Things to do:
1. According to the article on chemotherapy-resistant cancers, in which journal did the researchers report their findings?
2. Rewrite the paragraph of the article on chemotherapy-resistant cancers that begins "Among the many therapies" in one shorter sentence, keeping its main facts.
3. Carry the article on chemotherapy-resistant cancers forward from its final paragraph.

Excerpt:
##########

Sunday, 26 September 2021


Singapore identifies chemotherapy-resistant cancers’ escape mechanism

16 March 2021 | News

This offers new anti-cancer treatment options

Image credit- shutterstock.com

Image credit- shutterstock.com

ETC-159, a made-in-Singapore anti-cancer drug that is currently in early phase clinical trials for use in a subset of colorectal and gynaecological cancers, could also prevent some tumours from resisting therapies by blocking a key DNA repair mechanism, researchers from Duke-NUS Medical School and the Agency for Science, Technology and Research (A*STAR) in Singapore reported in the journal EMBO Molecular Medicine.

Among the many therapies used to treat cancers, inhibitors of the enzyme poly (ADP ribose) polymerase (PARP) prevent cancer cells from repairing naturally occurring DNA damage, including unwanted/harmful breaks in the DNA. When too many breaks accumulate, the cell dies.

“Some cancers have an overactive Wnt signalling pathway that may make them resistant to this sort of DNA damage,” said Assistant Professor Babita Madan, from Duke-NUS’ Cancer and Stem Cell Biology (CSCB) Programme and a senior author of the study. “Understanding how this pathway drives resistance to existing therapies could lead to the development of novel anti-cancer treatments.”

##########

Supplied records:
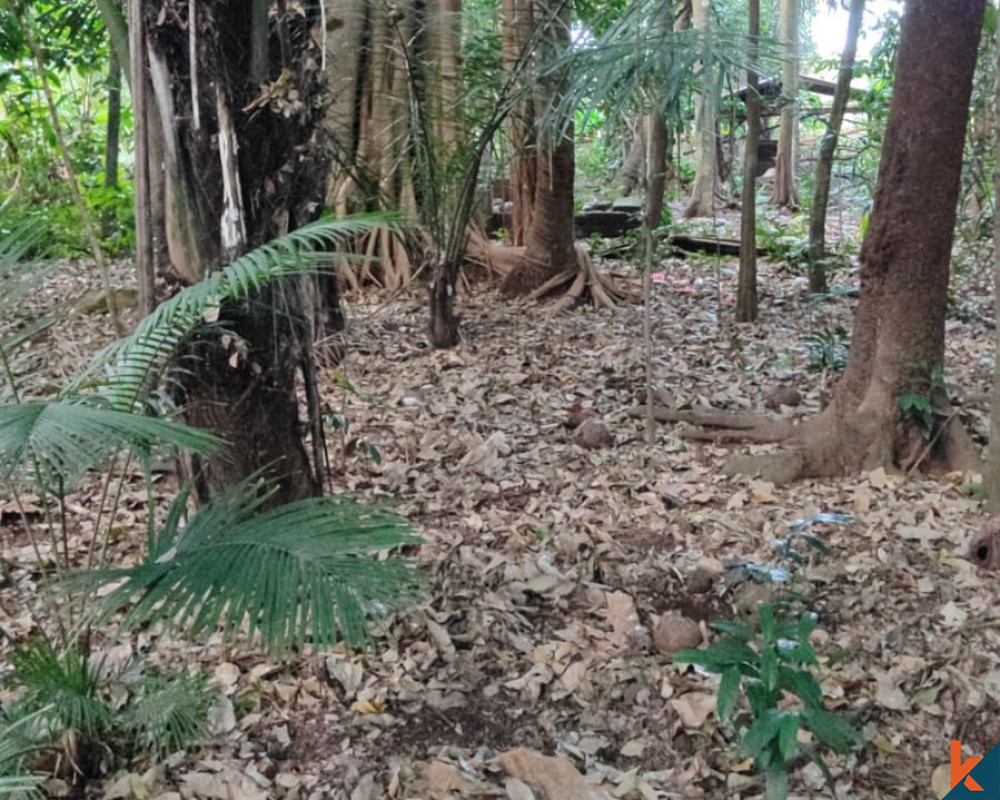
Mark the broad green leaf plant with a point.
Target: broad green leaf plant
(303, 575)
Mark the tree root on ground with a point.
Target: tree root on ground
(582, 282)
(818, 448)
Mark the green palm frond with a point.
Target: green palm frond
(23, 787)
(55, 442)
(63, 684)
(16, 748)
(167, 712)
(307, 572)
(127, 370)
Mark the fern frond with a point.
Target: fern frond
(168, 712)
(64, 682)
(56, 442)
(127, 370)
(301, 573)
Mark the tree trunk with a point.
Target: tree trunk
(144, 268)
(991, 475)
(783, 190)
(827, 149)
(248, 166)
(898, 336)
(518, 24)
(706, 189)
(549, 249)
(658, 158)
(746, 294)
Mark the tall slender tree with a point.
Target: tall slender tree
(827, 149)
(898, 337)
(783, 189)
(746, 292)
(549, 245)
(244, 161)
(706, 188)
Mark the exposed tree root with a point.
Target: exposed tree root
(827, 446)
(721, 426)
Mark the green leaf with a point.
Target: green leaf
(762, 732)
(765, 612)
(835, 732)
(769, 669)
(788, 742)
(802, 684)
(776, 783)
(54, 443)
(729, 690)
(300, 574)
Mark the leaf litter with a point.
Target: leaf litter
(532, 672)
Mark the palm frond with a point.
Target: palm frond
(167, 712)
(65, 684)
(302, 573)
(16, 748)
(55, 442)
(127, 370)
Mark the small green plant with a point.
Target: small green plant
(68, 704)
(920, 405)
(767, 660)
(827, 350)
(769, 664)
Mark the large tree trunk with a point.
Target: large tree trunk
(549, 248)
(898, 332)
(244, 163)
(746, 292)
(658, 151)
(707, 189)
(783, 190)
(991, 476)
(827, 149)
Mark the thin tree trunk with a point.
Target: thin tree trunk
(549, 248)
(24, 26)
(705, 191)
(746, 295)
(827, 149)
(991, 476)
(113, 139)
(659, 134)
(518, 23)
(259, 39)
(783, 190)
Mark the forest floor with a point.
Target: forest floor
(544, 556)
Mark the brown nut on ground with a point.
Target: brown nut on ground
(593, 434)
(700, 580)
(674, 632)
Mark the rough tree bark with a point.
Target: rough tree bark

##########

Exercise responses:
1. EMBO Molecular Medicine

2. PARP inhibitors, one of many cancer therapies, stop cancer cells from repairing naturally occurring DNA damage such as harmful breaks, and the cell dies once too many breaks accumulate.

3.
ETC-159 inhibits an enzyme called porcupine, which in turn, prevent the secretion of Wnt proteins. ETC-159 is being tested in a clinical trial for use in cancers with overactive Wnt signalling, amongst other therapeutic indications

Analysis of this pre-clinical study shows that therapeutic doses of ETC-159 appear to be well tolerated by the gut, without causing toxicity. This means that a low dose of ETC-159, when given alongside PARP inhibitors, could prevent cancer resistance to treatment with PARP inhibitors while sparing intestinal stem cells, providing further options for treating cancers with hyperactive Wnt signalling.

Through this study, the researchers also learned that the same signal for DNA repair helps to prevent mutations from developing in stem cells residing inside the intestinal epithelium, further confirming the importance of normal Wnt signalling in stem cell maintenance.

ETC-159 was jointly developed by Duke-NUS and the Experimental Drug Development Centre (EDDC), a national platform for drug discovery and development hosted by A*STAR. The Wnt-pathway inhibitor is a novel small-molecule drug candidate that targets a range of cancers. It is currently progressing through clinical trials as a treatment for a subset of colorectal and gynaecological cancers.